--- THE PROBLEM ---
Here are some entries; quote each one exactly.

--- DATA SUPPLIED ---
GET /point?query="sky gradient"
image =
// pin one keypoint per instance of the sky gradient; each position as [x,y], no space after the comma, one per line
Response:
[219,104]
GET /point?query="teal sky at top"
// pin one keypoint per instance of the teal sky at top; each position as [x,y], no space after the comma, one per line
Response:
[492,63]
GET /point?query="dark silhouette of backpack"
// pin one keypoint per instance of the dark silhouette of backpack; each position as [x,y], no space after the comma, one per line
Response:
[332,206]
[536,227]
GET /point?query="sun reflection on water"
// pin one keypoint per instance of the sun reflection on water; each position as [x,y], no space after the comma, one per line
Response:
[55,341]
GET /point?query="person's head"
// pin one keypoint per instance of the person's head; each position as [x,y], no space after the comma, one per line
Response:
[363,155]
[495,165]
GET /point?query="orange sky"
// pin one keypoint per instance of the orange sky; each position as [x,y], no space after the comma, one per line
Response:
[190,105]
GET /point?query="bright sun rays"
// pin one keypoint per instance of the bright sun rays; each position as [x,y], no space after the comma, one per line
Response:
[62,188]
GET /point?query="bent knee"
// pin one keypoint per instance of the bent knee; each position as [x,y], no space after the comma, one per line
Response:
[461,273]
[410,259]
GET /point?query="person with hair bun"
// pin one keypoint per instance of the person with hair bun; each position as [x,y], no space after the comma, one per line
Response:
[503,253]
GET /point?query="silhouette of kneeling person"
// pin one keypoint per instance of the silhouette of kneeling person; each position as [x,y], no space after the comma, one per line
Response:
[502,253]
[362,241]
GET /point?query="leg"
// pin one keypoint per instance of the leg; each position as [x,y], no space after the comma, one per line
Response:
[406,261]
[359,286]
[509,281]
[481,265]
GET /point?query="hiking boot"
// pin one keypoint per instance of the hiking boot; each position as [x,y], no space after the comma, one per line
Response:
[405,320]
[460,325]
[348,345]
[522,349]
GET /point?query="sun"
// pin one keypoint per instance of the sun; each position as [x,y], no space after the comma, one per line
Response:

--- TASK RESPONSE ---
GET /point?query="sky gradient"
image =
// pin one keypoint per instance of the sky gradient; each position as [x,y], no space after the comma, one per line
Response:
[219,104]
GET /point?query="teal sky at top"
// pin one keypoint per instance of the teal sky at top; each position as [x,y], no space after the comma, one per line
Response:
[492,63]
GET /point?query="dark silhouette of backpack"
// pin one keypoint per instance of the dark silhouette of backpack; each position as [x,y], no space after the comma, one per line
Response:
[332,206]
[536,227]
GET /point?query="sun reflection on water"
// pin one keypoint per instance of the sun reflection on water; each position as [x,y], no space after the comma, one per line
Response:
[55,341]
GET /point?query="person's head"
// pin one keypoint per instance of the person's head; each position as [x,y], no space after the comma, one per line
Response:
[363,155]
[495,165]
GET /point?query="orange sky"
// pin one keypoint per instance of the orange sky; each position as [x,y], no space after the comma, one per line
Response:
[190,105]
GET /point?query="bright sun rays"
// pin one keypoint per instance of the bright sun rays; each position as [x,y], no space after the comma, one per line
Response:
[62,188]
GET /point?query="bent knee"
// pin one keypoint per instance of the bent knee; each position as [x,y], no space after the comma, one per line
Response:
[461,273]
[410,259]
GET /point?query="person with hair bun"
// pin one keypoint per instance of the person with hair bun; each position as [x,y], no space after the comma, one per line
Response:
[503,253]
GET /point?query="silhouette of kneeling person"
// pin one keypoint per instance of the silhouette of kneeling person; each position as [x,y], no space after the comma, one per line
Response:
[502,253]
[362,241]
GET /point?query="leg"
// pin one keypoint per instance of the leg; each position as [x,y], no space after the comma, one per line
Response:
[406,261]
[359,286]
[509,281]
[481,265]
GET /point?query="hiking boot"
// pin one keypoint per instance of the hiking boot; each position as [x,y], no space after the comma, one per line
Response:
[405,320]
[460,325]
[348,345]
[522,349]
GET /point?query="sun"
// pin one keypoint per instance of the sun; each position as [x,y], no space after the comma, one per line
Response:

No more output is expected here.